[Point placement records]
## start

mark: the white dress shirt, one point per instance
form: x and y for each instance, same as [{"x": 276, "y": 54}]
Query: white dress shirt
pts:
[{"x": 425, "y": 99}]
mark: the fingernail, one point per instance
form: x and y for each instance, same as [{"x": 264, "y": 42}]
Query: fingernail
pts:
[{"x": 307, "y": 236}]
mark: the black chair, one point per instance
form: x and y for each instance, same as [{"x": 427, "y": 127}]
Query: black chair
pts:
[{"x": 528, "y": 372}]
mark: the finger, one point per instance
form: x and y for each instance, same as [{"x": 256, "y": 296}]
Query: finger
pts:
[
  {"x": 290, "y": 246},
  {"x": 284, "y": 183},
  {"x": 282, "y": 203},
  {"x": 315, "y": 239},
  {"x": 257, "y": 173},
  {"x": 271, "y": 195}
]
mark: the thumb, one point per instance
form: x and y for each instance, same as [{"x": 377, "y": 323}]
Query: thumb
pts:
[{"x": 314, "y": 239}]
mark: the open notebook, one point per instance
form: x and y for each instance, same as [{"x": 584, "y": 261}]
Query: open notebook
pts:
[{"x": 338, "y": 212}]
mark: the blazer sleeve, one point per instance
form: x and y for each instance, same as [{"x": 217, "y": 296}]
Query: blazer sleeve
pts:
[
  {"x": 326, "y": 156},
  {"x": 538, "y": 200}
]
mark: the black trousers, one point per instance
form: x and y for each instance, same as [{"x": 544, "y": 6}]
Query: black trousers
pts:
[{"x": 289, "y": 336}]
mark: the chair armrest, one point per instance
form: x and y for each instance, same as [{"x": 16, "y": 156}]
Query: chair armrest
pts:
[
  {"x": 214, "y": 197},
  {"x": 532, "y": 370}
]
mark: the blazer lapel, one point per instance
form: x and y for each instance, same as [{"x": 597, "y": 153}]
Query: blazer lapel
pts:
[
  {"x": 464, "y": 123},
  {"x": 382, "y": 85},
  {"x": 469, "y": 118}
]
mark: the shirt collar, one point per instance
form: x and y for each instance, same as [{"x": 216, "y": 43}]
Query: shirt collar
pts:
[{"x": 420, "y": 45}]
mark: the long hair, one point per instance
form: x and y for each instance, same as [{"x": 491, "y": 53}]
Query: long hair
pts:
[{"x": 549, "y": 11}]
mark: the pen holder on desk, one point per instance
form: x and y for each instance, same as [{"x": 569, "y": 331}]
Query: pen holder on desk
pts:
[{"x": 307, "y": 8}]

## end

(STATED TASK): Copy every line of the material from the line containing "mark: the chair" through the end, including the "form:" lines unchanged. In the points that follow each "pts:" line, multiply every x and y coordinate by 1.05 and round to whole numbers, with halves rounded up.

(THE RESPONSE):
mark: the chair armrest, one point per instance
form: x and y for each instance, same as [{"x": 16, "y": 156}]
Query: chair armrest
pts:
[
  {"x": 225, "y": 207},
  {"x": 559, "y": 389}
]
mark: the blazer lapel, one point per instance
form: x and y for each instance, same as [{"x": 597, "y": 153}]
Query: blazer lapel
pts:
[
  {"x": 487, "y": 129},
  {"x": 401, "y": 89},
  {"x": 492, "y": 124}
]
mark: the shirt collar, one point per instance
form: x and y for each instance, same as [{"x": 216, "y": 43}]
Query: shirt collar
pts:
[{"x": 441, "y": 47}]
mark: the long hair, one point per instance
form: x and y for each instance, same as [{"x": 491, "y": 53}]
Query: long hair
pts:
[{"x": 576, "y": 12}]
mark: the pen holder on desk, one point per instance
form: x and y for each instance, same as [{"x": 569, "y": 331}]
Query: pen holder on desk
pts:
[{"x": 322, "y": 8}]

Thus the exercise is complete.